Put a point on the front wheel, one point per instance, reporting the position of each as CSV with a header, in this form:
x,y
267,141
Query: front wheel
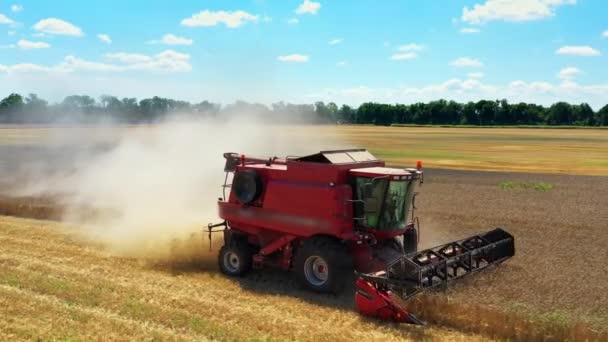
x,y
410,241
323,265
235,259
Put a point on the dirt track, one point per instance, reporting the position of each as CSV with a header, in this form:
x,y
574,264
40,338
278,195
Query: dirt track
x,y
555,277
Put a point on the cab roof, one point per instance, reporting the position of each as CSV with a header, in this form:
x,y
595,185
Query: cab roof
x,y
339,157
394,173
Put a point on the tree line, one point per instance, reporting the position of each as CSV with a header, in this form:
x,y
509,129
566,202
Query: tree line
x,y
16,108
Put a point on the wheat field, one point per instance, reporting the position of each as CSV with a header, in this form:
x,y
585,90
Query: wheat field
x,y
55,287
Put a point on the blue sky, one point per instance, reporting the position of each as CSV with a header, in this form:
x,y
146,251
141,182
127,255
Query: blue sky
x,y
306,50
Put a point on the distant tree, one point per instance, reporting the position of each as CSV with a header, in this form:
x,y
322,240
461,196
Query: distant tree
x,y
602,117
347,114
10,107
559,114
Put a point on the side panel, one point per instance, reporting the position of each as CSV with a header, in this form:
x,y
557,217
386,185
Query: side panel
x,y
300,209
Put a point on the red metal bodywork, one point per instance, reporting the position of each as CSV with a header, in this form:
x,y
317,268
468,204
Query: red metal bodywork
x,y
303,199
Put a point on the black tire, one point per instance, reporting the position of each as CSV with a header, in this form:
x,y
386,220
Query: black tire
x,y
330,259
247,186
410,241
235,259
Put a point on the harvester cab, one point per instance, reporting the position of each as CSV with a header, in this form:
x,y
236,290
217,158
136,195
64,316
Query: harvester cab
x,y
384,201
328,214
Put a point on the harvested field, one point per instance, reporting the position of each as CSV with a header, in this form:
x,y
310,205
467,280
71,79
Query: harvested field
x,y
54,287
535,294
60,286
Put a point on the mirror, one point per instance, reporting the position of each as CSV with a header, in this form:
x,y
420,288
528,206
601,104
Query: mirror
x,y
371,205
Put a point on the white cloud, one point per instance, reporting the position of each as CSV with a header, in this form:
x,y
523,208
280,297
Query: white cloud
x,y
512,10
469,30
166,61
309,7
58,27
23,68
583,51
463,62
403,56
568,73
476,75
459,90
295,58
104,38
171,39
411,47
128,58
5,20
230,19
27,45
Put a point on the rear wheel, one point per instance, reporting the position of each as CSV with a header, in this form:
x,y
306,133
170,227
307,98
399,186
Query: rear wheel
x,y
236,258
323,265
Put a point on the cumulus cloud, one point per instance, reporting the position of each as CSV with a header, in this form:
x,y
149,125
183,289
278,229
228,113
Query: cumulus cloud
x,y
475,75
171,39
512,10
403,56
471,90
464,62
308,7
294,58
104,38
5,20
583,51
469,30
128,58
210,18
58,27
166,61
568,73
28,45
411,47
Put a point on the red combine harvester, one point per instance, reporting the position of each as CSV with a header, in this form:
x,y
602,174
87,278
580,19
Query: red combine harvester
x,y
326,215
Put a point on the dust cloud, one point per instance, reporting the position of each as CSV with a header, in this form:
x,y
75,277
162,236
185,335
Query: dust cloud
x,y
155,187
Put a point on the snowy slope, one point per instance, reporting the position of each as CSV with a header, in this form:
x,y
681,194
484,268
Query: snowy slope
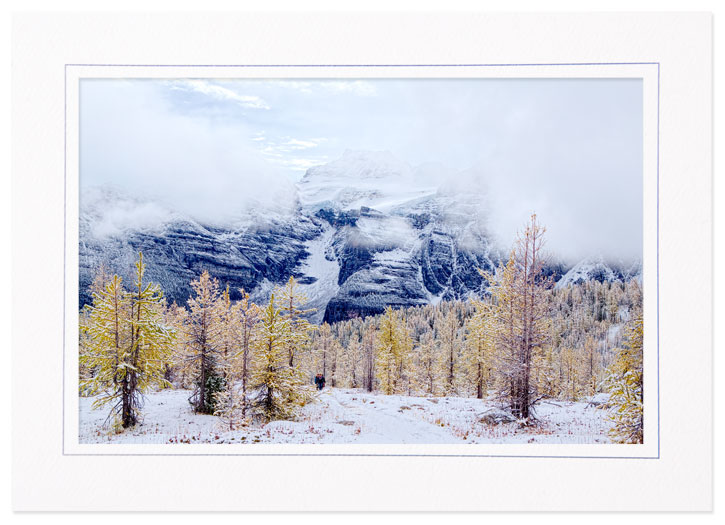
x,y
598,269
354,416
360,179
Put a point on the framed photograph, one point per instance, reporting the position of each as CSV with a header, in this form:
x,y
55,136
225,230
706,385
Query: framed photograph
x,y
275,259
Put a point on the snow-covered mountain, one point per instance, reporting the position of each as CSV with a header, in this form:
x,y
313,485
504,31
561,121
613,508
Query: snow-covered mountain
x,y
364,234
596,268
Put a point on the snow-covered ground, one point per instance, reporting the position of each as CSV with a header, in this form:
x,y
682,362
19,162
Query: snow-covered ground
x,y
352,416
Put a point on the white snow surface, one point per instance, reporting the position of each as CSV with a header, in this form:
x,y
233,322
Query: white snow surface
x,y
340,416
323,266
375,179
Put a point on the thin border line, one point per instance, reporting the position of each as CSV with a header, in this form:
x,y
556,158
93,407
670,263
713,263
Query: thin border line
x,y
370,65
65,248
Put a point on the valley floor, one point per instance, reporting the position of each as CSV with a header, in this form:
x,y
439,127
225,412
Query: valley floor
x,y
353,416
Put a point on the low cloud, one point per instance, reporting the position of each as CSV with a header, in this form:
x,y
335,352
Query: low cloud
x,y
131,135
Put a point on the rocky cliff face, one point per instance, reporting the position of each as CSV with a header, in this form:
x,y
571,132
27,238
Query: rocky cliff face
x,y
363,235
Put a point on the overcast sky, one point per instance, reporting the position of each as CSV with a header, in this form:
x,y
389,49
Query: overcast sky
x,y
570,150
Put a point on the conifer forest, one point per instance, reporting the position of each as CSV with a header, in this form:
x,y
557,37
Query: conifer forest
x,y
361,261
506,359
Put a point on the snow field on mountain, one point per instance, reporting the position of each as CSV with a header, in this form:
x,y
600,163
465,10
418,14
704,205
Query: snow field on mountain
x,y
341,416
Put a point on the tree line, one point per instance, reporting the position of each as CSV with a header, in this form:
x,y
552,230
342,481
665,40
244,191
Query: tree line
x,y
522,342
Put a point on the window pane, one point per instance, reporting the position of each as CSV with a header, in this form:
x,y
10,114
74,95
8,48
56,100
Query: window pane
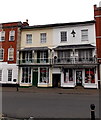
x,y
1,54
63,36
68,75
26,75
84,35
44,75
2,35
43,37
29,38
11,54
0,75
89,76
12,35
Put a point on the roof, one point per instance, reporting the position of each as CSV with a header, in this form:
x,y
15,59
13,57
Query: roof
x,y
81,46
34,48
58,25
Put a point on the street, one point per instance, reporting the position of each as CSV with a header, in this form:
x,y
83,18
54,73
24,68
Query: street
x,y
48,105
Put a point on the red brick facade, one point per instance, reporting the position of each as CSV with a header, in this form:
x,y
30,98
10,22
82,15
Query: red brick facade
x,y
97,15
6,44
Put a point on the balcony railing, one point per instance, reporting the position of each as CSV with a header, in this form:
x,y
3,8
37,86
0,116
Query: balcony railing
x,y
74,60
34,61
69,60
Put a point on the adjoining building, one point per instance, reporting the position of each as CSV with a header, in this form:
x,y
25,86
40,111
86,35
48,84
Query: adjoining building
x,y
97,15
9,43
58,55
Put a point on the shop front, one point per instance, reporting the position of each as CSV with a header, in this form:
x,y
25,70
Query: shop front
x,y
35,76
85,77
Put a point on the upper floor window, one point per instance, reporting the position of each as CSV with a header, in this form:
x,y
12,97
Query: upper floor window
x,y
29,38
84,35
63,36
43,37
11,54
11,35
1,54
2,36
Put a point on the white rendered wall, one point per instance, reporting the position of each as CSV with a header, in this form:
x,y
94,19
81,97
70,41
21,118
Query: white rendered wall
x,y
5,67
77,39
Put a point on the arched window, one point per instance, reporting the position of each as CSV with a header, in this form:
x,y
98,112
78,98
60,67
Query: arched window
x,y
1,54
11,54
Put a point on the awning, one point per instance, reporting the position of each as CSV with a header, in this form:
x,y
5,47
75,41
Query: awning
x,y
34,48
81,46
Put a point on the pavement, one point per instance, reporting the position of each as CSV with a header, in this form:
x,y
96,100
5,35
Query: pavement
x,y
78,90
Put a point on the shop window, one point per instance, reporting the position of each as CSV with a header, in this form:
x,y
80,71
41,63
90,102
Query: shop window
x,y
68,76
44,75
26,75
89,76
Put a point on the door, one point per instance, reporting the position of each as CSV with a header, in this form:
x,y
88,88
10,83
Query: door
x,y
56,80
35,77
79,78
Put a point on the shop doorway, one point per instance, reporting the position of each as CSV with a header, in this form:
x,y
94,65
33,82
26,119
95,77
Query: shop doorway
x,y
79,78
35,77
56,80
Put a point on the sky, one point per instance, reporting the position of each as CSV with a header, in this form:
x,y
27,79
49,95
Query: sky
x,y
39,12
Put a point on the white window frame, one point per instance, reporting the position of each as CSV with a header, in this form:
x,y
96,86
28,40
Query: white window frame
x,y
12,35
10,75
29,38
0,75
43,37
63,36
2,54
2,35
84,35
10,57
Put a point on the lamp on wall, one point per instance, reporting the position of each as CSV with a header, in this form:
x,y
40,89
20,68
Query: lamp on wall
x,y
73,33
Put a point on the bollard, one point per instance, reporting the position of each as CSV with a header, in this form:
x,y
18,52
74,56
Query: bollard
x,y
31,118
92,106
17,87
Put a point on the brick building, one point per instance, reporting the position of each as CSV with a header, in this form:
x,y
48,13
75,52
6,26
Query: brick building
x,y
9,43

* * * * *

Convert the material from the line containing "Put a point on the bollard, one" through the end of the material into a JSON list of strings, one string per line, omitting blank lines.

> OUTPUT BELOW
[
  "Put a point on the bollard, one point per instance, reporting the position of each as CSV with a header, in this form:",
  "x,y",
  "18,52",
  "74,56",
  "Query: bollard",
  "x,y",
  "31,118",
  "92,106",
  "17,87",
  "Put a point on the brick building, one point per instance, reporting the position of each as CSV with a header, in this form:",
  "x,y",
  "48,13",
  "75,52",
  "6,26",
  "Query: brick building",
  "x,y",
  "9,43"
]